• [What to produce]: Looking at the entries below, state how many lines contain the word "would". Give the number alone.
Provided records section start
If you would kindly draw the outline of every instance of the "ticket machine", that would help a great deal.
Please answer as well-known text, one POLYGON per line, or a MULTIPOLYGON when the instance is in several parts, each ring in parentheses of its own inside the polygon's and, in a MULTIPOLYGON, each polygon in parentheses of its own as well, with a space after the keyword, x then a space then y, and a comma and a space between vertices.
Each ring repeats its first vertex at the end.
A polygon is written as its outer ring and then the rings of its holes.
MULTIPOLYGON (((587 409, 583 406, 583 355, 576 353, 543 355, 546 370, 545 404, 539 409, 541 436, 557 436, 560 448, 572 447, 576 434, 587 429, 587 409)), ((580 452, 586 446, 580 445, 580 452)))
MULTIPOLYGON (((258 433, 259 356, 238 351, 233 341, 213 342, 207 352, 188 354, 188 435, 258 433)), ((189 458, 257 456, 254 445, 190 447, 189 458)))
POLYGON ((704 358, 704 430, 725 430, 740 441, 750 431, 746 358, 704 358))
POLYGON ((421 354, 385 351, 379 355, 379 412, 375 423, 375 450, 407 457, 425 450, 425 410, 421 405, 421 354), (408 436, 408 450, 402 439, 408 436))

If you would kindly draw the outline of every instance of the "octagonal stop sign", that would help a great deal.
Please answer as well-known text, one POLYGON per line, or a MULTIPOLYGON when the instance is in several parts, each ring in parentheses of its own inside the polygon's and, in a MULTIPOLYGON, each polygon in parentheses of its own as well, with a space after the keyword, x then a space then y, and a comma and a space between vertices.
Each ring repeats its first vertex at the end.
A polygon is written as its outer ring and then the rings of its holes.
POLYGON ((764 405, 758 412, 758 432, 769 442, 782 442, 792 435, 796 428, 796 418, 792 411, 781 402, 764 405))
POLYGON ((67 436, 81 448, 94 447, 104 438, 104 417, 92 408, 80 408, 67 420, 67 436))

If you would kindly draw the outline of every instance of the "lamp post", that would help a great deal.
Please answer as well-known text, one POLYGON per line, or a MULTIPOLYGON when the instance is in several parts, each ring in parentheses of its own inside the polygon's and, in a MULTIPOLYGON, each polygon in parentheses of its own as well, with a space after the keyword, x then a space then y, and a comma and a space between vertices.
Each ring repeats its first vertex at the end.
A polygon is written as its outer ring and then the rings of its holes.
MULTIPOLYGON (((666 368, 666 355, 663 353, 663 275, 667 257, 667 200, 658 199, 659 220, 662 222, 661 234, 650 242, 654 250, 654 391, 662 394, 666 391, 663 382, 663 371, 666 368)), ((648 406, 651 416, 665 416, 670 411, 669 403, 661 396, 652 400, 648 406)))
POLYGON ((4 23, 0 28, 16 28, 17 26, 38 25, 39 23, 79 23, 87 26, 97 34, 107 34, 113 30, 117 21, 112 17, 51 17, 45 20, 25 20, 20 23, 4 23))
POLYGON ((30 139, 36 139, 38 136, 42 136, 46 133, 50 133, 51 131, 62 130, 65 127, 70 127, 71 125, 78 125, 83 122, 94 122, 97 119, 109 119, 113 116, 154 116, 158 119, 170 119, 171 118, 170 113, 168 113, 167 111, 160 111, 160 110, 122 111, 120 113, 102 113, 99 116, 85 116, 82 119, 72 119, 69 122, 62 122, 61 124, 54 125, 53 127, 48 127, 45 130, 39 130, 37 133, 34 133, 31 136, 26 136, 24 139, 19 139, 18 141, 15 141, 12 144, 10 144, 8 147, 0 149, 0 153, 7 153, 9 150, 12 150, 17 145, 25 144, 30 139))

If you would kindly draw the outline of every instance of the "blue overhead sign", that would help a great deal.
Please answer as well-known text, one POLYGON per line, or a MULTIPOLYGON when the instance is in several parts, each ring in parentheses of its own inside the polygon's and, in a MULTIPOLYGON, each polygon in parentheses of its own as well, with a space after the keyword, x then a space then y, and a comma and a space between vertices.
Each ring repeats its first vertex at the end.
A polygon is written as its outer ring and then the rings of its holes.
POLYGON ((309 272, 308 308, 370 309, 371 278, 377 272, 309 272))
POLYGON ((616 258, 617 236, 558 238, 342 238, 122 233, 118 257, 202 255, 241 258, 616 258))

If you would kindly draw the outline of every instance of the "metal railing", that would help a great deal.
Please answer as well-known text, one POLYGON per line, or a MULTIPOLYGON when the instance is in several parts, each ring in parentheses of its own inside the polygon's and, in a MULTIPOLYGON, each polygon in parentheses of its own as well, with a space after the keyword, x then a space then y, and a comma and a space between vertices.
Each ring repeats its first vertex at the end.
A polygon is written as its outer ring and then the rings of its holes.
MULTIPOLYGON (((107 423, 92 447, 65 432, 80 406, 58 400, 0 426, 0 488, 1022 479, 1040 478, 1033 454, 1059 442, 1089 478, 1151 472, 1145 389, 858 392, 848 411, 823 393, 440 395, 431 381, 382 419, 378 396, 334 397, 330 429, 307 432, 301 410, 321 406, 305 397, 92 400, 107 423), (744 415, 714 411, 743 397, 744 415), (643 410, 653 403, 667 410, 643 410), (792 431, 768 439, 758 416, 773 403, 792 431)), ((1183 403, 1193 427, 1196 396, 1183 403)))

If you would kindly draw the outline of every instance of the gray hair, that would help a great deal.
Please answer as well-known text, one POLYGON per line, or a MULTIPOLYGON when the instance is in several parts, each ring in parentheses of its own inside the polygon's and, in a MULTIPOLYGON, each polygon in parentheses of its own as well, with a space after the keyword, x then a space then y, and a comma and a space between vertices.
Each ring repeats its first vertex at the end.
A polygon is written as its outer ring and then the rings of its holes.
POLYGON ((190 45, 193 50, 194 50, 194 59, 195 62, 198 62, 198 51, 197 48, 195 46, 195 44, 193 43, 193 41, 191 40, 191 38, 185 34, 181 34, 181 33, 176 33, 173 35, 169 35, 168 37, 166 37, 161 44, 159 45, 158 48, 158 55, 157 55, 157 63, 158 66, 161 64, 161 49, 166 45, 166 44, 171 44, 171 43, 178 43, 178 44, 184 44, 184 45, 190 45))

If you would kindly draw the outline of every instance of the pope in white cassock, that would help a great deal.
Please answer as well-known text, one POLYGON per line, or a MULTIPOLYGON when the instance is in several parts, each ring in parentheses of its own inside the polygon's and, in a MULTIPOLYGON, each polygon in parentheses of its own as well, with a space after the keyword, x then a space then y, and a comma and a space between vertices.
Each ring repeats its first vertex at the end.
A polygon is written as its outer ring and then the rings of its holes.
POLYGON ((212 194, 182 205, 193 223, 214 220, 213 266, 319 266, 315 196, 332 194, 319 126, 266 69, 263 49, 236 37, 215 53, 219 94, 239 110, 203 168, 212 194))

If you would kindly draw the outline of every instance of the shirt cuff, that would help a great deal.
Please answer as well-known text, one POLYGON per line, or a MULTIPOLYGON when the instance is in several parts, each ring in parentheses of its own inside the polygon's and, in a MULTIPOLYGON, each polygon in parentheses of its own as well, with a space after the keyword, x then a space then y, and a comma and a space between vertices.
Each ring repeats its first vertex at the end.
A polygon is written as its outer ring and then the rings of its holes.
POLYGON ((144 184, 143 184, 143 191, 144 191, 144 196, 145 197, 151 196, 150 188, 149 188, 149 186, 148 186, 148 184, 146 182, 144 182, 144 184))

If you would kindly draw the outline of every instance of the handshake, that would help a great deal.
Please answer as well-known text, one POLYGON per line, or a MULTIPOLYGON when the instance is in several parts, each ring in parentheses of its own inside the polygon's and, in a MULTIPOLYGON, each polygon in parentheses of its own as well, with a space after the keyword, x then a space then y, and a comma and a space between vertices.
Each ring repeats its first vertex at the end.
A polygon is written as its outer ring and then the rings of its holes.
Provided records section end
• [Reply]: 9